• ASSIGNED TASK: Return, from the material below, each line in which the word "flower" is present.

• SOURCE MATERIAL:
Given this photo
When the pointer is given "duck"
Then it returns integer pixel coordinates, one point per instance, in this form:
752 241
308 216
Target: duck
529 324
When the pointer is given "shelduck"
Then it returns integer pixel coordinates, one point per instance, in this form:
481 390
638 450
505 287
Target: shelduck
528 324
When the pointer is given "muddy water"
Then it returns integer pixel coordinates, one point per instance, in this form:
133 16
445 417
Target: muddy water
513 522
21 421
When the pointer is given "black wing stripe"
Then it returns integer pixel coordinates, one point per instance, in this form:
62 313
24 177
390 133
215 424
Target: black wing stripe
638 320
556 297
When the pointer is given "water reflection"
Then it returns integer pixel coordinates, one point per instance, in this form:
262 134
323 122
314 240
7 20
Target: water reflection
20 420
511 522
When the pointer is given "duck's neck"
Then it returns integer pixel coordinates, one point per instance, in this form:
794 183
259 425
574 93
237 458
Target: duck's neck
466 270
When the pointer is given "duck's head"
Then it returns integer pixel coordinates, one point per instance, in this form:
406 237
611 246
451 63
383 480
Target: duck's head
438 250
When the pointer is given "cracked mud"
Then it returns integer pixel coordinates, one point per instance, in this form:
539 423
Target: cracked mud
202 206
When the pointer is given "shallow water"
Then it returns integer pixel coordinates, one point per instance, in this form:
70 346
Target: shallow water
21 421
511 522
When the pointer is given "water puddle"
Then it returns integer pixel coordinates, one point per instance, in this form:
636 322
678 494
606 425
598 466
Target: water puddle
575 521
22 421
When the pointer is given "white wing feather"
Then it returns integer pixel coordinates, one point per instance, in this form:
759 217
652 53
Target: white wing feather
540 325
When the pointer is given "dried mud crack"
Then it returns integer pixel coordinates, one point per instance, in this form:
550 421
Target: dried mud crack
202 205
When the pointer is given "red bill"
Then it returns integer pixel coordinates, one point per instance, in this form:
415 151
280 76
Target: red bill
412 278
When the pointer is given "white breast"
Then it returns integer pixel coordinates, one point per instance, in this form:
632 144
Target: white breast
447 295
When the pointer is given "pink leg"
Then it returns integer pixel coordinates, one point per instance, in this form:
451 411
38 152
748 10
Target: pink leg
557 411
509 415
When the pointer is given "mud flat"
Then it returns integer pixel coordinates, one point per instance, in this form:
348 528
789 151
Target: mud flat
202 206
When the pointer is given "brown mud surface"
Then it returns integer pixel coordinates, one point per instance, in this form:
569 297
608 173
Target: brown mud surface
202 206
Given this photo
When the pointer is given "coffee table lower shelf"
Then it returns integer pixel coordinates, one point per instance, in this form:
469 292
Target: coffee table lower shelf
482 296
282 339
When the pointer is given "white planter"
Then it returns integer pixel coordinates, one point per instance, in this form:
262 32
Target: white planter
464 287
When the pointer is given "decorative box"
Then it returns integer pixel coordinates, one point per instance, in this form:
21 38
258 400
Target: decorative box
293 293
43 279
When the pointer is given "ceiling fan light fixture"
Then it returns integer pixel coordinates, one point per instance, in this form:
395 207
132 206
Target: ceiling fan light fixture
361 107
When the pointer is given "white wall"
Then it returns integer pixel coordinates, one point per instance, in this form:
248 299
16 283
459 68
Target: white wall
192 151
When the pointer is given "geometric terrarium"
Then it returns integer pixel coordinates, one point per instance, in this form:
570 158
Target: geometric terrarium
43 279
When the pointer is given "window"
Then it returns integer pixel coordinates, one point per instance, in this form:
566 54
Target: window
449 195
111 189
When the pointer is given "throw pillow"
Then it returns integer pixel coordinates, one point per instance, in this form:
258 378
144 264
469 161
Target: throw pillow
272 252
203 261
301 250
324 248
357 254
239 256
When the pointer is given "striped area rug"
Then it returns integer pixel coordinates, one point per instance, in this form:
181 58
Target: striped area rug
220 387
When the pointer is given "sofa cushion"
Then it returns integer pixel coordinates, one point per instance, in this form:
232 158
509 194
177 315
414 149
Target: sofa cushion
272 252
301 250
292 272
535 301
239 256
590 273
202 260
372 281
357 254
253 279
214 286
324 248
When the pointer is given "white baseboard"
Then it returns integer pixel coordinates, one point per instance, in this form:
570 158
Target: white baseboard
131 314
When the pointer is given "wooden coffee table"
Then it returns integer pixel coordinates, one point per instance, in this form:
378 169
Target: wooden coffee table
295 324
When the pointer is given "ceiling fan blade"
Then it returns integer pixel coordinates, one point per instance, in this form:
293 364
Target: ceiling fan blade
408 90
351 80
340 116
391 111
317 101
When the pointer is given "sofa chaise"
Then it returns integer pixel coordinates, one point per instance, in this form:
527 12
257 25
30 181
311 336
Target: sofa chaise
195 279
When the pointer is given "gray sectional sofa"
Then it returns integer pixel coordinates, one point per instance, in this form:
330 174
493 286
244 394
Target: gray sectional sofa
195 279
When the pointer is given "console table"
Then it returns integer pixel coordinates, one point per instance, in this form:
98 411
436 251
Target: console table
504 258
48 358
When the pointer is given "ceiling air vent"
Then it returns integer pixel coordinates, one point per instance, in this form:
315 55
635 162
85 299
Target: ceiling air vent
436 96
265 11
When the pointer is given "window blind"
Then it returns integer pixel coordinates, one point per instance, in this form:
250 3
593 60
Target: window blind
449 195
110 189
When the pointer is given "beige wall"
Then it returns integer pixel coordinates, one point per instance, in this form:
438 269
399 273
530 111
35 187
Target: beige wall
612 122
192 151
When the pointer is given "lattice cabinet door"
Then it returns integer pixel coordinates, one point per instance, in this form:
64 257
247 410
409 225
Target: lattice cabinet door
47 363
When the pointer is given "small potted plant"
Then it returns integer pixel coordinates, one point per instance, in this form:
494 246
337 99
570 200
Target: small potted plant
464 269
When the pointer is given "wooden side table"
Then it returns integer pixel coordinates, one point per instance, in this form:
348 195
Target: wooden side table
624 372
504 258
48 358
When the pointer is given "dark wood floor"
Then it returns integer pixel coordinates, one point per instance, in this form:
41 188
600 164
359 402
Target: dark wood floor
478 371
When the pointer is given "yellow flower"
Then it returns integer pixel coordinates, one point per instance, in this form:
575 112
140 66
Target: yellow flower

• ANSWER SPACE:
When the pointer is given "yellow flower"
Target: yellow flower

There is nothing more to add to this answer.